:: REQUIREMENTS ::
Find each line in the items below that contains the string "bare" and copy those lines out. Treat uppercase and lowercase letters as different.

:: EXERCISE MATERIAL ::

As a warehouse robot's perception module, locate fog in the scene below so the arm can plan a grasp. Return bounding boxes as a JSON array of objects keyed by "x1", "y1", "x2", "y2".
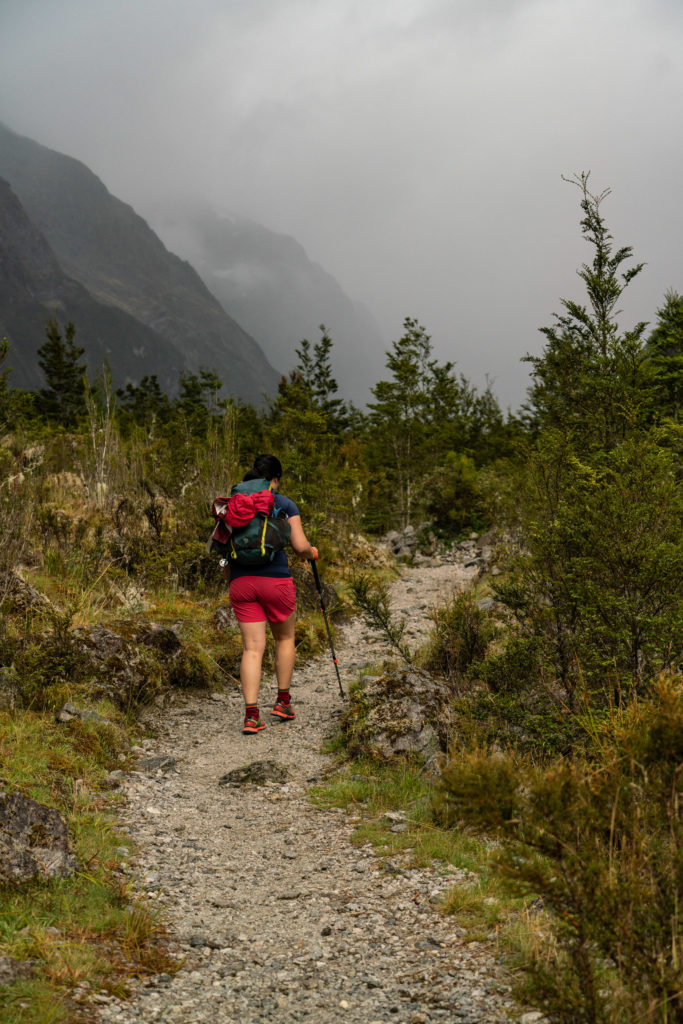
[{"x1": 0, "y1": 0, "x2": 683, "y2": 408}]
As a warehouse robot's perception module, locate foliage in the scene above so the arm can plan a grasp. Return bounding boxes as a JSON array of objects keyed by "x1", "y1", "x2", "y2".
[
  {"x1": 425, "y1": 591, "x2": 496, "y2": 686},
  {"x1": 647, "y1": 290, "x2": 683, "y2": 422},
  {"x1": 349, "y1": 572, "x2": 413, "y2": 665},
  {"x1": 38, "y1": 319, "x2": 85, "y2": 427},
  {"x1": 440, "y1": 677, "x2": 683, "y2": 1024},
  {"x1": 423, "y1": 452, "x2": 483, "y2": 534},
  {"x1": 494, "y1": 431, "x2": 683, "y2": 707}
]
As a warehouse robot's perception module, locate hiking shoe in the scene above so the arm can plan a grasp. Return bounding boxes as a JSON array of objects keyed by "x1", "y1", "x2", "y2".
[
  {"x1": 242, "y1": 717, "x2": 265, "y2": 733},
  {"x1": 270, "y1": 700, "x2": 296, "y2": 720}
]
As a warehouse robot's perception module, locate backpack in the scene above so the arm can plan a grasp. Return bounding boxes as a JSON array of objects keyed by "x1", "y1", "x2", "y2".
[{"x1": 207, "y1": 479, "x2": 290, "y2": 565}]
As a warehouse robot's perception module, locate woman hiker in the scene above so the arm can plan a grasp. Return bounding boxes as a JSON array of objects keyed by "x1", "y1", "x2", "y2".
[{"x1": 223, "y1": 455, "x2": 317, "y2": 733}]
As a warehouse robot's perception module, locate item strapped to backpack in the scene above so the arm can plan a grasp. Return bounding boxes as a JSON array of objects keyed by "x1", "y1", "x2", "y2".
[{"x1": 207, "y1": 479, "x2": 290, "y2": 565}]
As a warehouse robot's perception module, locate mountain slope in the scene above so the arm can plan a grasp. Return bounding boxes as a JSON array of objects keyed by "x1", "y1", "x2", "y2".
[
  {"x1": 150, "y1": 204, "x2": 386, "y2": 402},
  {"x1": 0, "y1": 178, "x2": 184, "y2": 389},
  {"x1": 0, "y1": 125, "x2": 280, "y2": 402}
]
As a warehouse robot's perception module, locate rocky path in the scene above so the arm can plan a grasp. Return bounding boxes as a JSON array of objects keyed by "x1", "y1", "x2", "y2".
[{"x1": 95, "y1": 560, "x2": 512, "y2": 1024}]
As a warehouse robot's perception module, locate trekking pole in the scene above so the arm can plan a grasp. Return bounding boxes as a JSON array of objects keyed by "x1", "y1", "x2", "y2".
[{"x1": 309, "y1": 558, "x2": 345, "y2": 697}]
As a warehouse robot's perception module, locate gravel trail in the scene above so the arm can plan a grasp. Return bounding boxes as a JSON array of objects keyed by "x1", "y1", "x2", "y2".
[{"x1": 94, "y1": 562, "x2": 513, "y2": 1024}]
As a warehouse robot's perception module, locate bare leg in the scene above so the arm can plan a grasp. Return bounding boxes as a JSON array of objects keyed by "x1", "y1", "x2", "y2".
[
  {"x1": 240, "y1": 623, "x2": 265, "y2": 705},
  {"x1": 270, "y1": 612, "x2": 296, "y2": 690}
]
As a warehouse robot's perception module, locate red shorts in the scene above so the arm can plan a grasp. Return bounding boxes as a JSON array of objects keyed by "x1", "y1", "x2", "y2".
[{"x1": 230, "y1": 577, "x2": 296, "y2": 623}]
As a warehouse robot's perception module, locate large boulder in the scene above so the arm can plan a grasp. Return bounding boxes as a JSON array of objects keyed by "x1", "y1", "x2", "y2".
[
  {"x1": 341, "y1": 667, "x2": 455, "y2": 763},
  {"x1": 0, "y1": 782, "x2": 77, "y2": 886}
]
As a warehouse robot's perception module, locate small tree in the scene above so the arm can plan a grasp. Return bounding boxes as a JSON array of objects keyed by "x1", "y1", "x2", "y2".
[
  {"x1": 369, "y1": 316, "x2": 432, "y2": 528},
  {"x1": 647, "y1": 290, "x2": 683, "y2": 422},
  {"x1": 38, "y1": 319, "x2": 86, "y2": 427},
  {"x1": 525, "y1": 173, "x2": 651, "y2": 449}
]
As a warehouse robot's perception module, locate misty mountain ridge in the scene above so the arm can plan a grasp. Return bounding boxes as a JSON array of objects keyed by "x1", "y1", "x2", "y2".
[
  {"x1": 145, "y1": 201, "x2": 386, "y2": 403},
  {"x1": 0, "y1": 125, "x2": 280, "y2": 403}
]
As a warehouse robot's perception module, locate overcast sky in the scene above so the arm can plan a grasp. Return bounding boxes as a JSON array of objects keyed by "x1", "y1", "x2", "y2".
[{"x1": 0, "y1": 0, "x2": 683, "y2": 408}]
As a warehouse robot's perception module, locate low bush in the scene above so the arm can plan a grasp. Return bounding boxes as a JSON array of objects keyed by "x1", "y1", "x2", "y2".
[{"x1": 437, "y1": 677, "x2": 683, "y2": 1024}]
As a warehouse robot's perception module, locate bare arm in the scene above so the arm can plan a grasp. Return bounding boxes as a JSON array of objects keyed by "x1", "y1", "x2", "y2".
[{"x1": 287, "y1": 515, "x2": 317, "y2": 558}]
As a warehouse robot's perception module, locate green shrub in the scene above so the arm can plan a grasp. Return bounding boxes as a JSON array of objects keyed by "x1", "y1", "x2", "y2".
[
  {"x1": 426, "y1": 591, "x2": 496, "y2": 685},
  {"x1": 438, "y1": 677, "x2": 683, "y2": 1024}
]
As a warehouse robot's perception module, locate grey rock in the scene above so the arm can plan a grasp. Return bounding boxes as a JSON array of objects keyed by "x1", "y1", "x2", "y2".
[
  {"x1": 135, "y1": 623, "x2": 182, "y2": 656},
  {"x1": 218, "y1": 761, "x2": 289, "y2": 785},
  {"x1": 0, "y1": 956, "x2": 34, "y2": 988},
  {"x1": 341, "y1": 669, "x2": 455, "y2": 763},
  {"x1": 54, "y1": 701, "x2": 106, "y2": 724},
  {"x1": 139, "y1": 754, "x2": 177, "y2": 771},
  {"x1": 0, "y1": 569, "x2": 53, "y2": 611},
  {"x1": 0, "y1": 782, "x2": 77, "y2": 886},
  {"x1": 0, "y1": 665, "x2": 22, "y2": 711},
  {"x1": 213, "y1": 604, "x2": 238, "y2": 630}
]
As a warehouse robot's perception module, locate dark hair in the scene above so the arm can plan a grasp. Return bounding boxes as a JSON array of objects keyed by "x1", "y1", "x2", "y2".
[{"x1": 243, "y1": 455, "x2": 283, "y2": 480}]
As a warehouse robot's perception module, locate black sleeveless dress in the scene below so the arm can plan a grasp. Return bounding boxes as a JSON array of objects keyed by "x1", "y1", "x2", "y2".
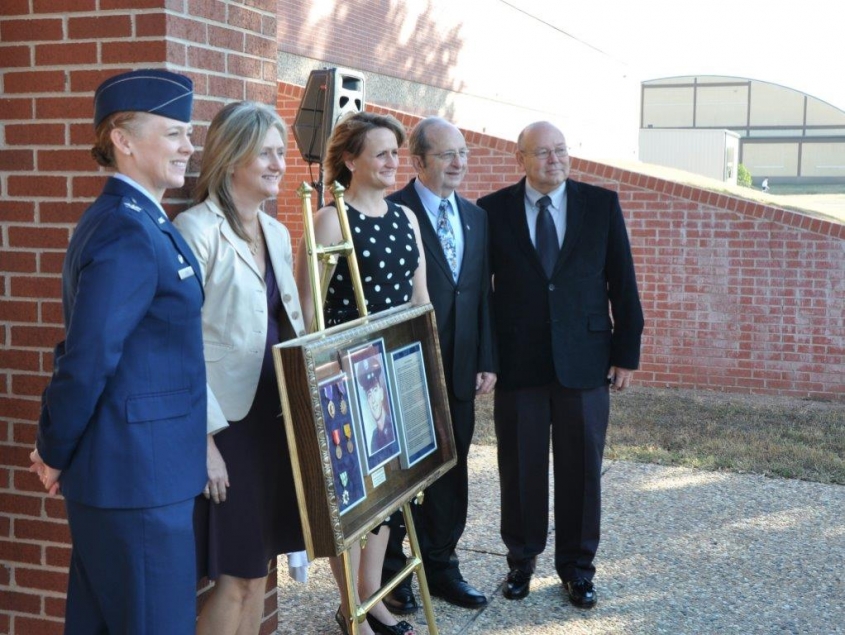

:: OUTPUT ::
As a warehouse robot's perception module, locate bare leg in the scene above so the arm can plan a grasp. Return bounding boxes as a JSON array of objects keyed by "x1", "y1", "x2", "y2".
As a warehouse robot's perception module, locate bare arm in the scene above so the arm can plan a grasp. Return bounding boxes as a JSON array of objects keyed by "x1", "y1", "x2", "y2".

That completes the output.